- [Requirement]:
Each line from the line containing "For each instance of the electrical" through the last line of the entries is to be reproduced exactly as it stands.

_____

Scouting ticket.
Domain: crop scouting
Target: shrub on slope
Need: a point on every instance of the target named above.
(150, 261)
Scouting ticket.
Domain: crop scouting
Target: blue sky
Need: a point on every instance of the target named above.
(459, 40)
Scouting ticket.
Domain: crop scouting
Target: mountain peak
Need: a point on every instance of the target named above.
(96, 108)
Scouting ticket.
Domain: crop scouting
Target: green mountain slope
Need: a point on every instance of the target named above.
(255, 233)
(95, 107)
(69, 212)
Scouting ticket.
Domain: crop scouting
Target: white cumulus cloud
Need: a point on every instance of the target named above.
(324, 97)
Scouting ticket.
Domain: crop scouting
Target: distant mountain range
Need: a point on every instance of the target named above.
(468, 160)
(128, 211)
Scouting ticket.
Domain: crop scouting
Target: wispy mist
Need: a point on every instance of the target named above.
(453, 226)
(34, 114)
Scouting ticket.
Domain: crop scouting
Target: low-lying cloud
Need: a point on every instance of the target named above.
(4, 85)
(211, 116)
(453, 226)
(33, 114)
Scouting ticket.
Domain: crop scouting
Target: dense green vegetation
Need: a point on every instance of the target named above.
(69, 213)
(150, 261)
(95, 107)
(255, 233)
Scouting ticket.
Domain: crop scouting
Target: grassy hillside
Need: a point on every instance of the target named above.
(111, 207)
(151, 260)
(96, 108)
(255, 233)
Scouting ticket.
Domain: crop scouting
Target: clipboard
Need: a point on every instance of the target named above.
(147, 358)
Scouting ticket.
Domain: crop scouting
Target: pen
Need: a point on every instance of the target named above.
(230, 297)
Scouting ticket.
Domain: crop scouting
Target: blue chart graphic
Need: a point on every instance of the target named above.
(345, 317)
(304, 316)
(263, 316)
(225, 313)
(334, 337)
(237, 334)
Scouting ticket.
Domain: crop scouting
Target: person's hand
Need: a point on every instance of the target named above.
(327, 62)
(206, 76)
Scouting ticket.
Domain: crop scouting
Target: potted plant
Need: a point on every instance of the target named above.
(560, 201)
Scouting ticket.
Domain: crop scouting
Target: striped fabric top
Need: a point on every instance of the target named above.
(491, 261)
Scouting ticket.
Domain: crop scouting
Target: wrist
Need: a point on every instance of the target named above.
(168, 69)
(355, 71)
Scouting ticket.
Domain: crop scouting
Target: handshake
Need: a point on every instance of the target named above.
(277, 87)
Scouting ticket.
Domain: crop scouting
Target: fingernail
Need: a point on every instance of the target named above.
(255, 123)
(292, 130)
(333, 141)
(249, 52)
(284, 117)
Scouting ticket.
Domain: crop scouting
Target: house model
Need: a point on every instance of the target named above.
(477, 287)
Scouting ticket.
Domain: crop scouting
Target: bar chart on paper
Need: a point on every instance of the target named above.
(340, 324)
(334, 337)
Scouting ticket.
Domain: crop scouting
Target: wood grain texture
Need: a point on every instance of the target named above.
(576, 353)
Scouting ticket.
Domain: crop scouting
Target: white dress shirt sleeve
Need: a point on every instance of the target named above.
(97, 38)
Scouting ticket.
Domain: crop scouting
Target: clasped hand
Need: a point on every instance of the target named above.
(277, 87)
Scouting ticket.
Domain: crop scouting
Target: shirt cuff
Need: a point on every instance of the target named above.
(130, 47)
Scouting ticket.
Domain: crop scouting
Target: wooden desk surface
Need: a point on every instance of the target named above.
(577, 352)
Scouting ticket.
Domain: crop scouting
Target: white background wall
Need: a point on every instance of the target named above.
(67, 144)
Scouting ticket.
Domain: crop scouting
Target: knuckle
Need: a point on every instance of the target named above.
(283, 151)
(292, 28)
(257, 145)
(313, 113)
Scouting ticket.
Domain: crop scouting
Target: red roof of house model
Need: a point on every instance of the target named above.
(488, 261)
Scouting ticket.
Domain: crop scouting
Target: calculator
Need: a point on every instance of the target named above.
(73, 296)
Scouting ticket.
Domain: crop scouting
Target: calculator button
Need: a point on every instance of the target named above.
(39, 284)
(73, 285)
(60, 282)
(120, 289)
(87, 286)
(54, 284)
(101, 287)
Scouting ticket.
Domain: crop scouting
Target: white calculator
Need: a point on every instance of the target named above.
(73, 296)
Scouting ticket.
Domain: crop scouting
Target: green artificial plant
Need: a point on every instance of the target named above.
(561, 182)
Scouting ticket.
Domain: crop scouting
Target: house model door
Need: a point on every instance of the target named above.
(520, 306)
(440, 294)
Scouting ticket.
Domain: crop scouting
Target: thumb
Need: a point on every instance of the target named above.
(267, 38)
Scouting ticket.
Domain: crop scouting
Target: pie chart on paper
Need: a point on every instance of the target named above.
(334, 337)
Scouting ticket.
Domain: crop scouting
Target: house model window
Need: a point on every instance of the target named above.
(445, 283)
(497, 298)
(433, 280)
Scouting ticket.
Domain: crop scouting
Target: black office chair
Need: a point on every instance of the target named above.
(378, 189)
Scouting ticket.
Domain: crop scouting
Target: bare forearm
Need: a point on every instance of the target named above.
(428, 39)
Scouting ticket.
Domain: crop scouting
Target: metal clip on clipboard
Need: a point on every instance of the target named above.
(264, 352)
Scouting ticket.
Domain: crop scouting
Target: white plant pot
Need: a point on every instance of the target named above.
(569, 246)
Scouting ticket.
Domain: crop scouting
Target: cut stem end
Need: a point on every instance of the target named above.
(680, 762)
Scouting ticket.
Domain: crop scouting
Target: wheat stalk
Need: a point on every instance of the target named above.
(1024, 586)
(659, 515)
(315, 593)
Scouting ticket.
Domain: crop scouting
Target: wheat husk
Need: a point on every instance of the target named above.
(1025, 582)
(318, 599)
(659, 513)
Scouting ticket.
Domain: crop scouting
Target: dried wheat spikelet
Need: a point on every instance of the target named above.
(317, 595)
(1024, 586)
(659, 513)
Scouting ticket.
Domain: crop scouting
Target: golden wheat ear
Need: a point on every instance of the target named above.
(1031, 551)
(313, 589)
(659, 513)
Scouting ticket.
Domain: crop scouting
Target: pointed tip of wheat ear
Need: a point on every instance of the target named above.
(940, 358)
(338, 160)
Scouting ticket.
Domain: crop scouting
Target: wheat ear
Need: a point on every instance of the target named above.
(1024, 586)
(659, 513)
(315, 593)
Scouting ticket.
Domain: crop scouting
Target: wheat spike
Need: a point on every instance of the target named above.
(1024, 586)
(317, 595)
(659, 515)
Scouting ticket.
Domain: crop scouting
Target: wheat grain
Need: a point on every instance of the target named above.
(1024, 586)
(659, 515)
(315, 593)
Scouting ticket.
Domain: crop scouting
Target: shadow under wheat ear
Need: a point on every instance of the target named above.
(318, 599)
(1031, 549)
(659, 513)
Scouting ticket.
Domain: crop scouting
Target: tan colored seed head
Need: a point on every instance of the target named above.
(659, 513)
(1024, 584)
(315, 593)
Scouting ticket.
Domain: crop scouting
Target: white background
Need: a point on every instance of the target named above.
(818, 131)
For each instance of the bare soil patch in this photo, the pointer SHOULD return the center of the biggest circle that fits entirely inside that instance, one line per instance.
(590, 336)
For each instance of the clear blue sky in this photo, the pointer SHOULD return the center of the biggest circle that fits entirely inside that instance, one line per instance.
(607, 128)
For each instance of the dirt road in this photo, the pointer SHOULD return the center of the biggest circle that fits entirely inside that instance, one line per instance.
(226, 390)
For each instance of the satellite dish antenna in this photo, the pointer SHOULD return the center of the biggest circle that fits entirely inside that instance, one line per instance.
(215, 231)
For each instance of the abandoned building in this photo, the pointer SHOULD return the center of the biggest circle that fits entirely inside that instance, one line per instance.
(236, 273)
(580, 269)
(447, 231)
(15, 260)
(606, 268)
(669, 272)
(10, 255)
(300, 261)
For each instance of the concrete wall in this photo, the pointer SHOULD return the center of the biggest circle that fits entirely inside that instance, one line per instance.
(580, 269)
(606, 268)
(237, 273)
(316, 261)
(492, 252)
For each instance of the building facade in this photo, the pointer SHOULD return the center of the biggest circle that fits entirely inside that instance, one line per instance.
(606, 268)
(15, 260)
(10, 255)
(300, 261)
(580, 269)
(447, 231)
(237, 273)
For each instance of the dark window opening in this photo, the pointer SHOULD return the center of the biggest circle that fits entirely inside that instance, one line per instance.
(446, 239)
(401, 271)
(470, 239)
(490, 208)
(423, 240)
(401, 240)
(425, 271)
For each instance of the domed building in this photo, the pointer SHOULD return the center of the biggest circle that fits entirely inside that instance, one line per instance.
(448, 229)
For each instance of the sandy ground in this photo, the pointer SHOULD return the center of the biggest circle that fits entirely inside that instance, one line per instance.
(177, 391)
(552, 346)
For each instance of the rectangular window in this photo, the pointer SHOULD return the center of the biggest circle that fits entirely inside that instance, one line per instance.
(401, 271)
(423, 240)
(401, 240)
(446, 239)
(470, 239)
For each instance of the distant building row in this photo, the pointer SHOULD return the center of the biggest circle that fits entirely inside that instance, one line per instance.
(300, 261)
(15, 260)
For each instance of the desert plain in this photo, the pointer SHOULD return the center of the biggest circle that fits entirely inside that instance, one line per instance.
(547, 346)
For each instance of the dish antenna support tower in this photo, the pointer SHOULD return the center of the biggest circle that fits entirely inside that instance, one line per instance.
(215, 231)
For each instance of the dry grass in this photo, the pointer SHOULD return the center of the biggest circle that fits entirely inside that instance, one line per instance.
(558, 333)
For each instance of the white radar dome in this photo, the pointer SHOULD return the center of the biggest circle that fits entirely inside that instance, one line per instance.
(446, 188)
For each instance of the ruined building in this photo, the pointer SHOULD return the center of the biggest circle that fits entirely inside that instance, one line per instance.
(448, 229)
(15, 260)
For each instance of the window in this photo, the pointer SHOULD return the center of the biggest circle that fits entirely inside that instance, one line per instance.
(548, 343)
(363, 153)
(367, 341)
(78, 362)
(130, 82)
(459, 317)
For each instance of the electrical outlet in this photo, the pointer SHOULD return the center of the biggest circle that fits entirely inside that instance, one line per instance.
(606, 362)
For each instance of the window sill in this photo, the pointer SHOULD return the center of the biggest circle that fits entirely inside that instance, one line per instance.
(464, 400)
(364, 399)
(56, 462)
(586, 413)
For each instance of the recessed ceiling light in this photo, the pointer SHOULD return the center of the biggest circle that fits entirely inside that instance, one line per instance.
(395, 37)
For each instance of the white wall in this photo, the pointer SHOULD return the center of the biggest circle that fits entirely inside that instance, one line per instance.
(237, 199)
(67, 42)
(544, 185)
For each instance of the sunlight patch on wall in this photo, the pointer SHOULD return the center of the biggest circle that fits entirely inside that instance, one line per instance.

_____

- [Exercise solution]:
For each instance of the electrical outlet in this photo, the pointer SHOULD return the center of the biggest circle that fits entirely inside that instance, one line per instance.
(606, 362)
For each instance of the window sill in this photo, the pointer SHOULD return the center of the biggest circle that fits entirely inside that instance, one line per instance.
(464, 400)
(364, 399)
(56, 462)
(586, 413)
For each instance of the recessed ceiling light in this photo, the pointer SHOULD return the center of the biggest circle that fits entirely inside that instance, one line per instance.
(395, 37)
For each instance of the white wall in this photo, the pointer SHOULD return the center of the biggest circle that fits entirely inside that instance, one line per instance.
(237, 199)
(67, 42)
(544, 185)
For each instance of the sunlight patch on wall in this photo, the pointer SHOULD return the center of the biggest circle that fits entirely inside that instance, one line per instance.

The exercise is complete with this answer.